Exercise materials:
►

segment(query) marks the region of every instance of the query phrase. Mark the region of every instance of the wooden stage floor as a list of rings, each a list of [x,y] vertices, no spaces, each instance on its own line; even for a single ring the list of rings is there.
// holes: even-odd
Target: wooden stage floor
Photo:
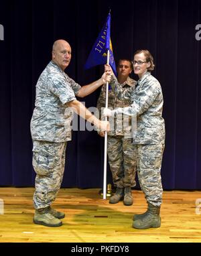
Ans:
[[[132,217],[146,210],[143,194],[133,190],[135,203],[125,206],[103,200],[99,190],[61,189],[53,206],[66,216],[50,228],[32,222],[33,188],[0,188],[0,243],[201,242],[201,191],[165,191],[161,227],[137,230]]]

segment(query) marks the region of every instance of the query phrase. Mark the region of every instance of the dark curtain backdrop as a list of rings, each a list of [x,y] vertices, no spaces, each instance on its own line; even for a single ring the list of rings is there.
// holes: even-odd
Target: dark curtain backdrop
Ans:
[[[0,186],[34,184],[29,123],[35,86],[53,42],[62,38],[72,46],[68,75],[81,85],[92,82],[103,67],[85,71],[83,66],[109,8],[116,62],[132,58],[139,48],[149,49],[155,59],[153,74],[162,86],[166,126],[163,188],[201,189],[201,41],[195,38],[200,0],[1,1]],[[95,107],[99,93],[82,101]],[[72,139],[62,186],[101,188],[103,140],[95,131],[74,131]]]

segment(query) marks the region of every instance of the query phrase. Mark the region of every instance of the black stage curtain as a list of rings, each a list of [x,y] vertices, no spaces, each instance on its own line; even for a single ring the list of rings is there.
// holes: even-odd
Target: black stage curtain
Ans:
[[[92,82],[103,66],[83,67],[109,9],[116,62],[132,58],[141,48],[155,59],[153,74],[162,86],[166,124],[163,188],[201,188],[201,40],[195,37],[201,23],[200,0],[1,1],[1,186],[34,184],[29,123],[35,86],[51,58],[53,42],[62,38],[72,46],[68,75],[81,85]],[[95,107],[99,93],[81,100]],[[72,138],[62,186],[101,188],[103,139],[94,131],[74,131]]]

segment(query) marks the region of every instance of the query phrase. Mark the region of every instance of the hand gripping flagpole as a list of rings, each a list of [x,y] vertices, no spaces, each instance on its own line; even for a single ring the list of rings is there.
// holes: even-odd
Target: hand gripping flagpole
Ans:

◄

What you should do: Pull every entry above out word for word, leaving out the pictures.

Exercise result:
segment(query) marks the region of every instance of the query phrase. Mark the region of every instance of the wooden stage floor as a list of rings, each a list of [x,y] vertices, no spaces, each instance on its own line; even for a single ring the list of rings is there.
// holes: even-odd
Target: wooden stage floor
Photo:
Ans:
[[[132,217],[146,210],[143,194],[133,190],[135,203],[125,206],[103,200],[99,190],[61,189],[53,206],[66,216],[50,228],[32,222],[33,188],[0,188],[0,243],[201,242],[201,191],[165,191],[161,227],[137,230]]]

segment(query) marks the region of every instance of the query phrase. Mark the region of every instance of the dark curtain backdrop as a list of rings, each a list of [x,y] vertices, no spaces, each instance on its own line; even for a single ring the list of rings is there.
// holes: even-odd
Target: dark curtain backdrop
Ans:
[[[0,186],[34,184],[29,123],[35,86],[53,42],[62,38],[72,46],[68,75],[81,85],[92,82],[103,67],[85,71],[83,66],[109,8],[116,62],[132,58],[139,48],[149,49],[155,59],[153,74],[162,86],[166,126],[163,188],[201,189],[201,41],[195,38],[200,0],[1,1]],[[95,107],[99,93],[82,101]],[[72,139],[62,186],[101,188],[103,140],[95,131],[74,131]]]

segment(query) marks the region of every instance of the query phrase. Mark the region of every instance of the black stage curtain as a list of rings, each a list of [x,y] vertices, no spaces, each instance on its own line; even for a single ring the list of rings is there.
// holes: even-odd
Target: black stage curtain
Ans:
[[[92,82],[103,66],[83,67],[109,9],[116,62],[132,58],[141,48],[155,59],[153,74],[162,86],[166,124],[163,188],[201,188],[201,40],[195,37],[201,23],[200,0],[1,1],[1,186],[34,184],[29,123],[35,86],[51,58],[53,42],[62,38],[72,46],[68,75],[81,85]],[[95,107],[99,93],[81,100]],[[72,138],[62,186],[101,188],[103,139],[94,131],[74,131]]]

segment(query) marks the region of every instance of the query phrase. Mark the region of every instance of the hand gripping flagpole as a list of rings, each a list of [x,y] vertices, no spaces, each instance on its own line; even for a single ring the list of rings is there.
// holes: even-odd
Target: hand gripping flagpole
Ans:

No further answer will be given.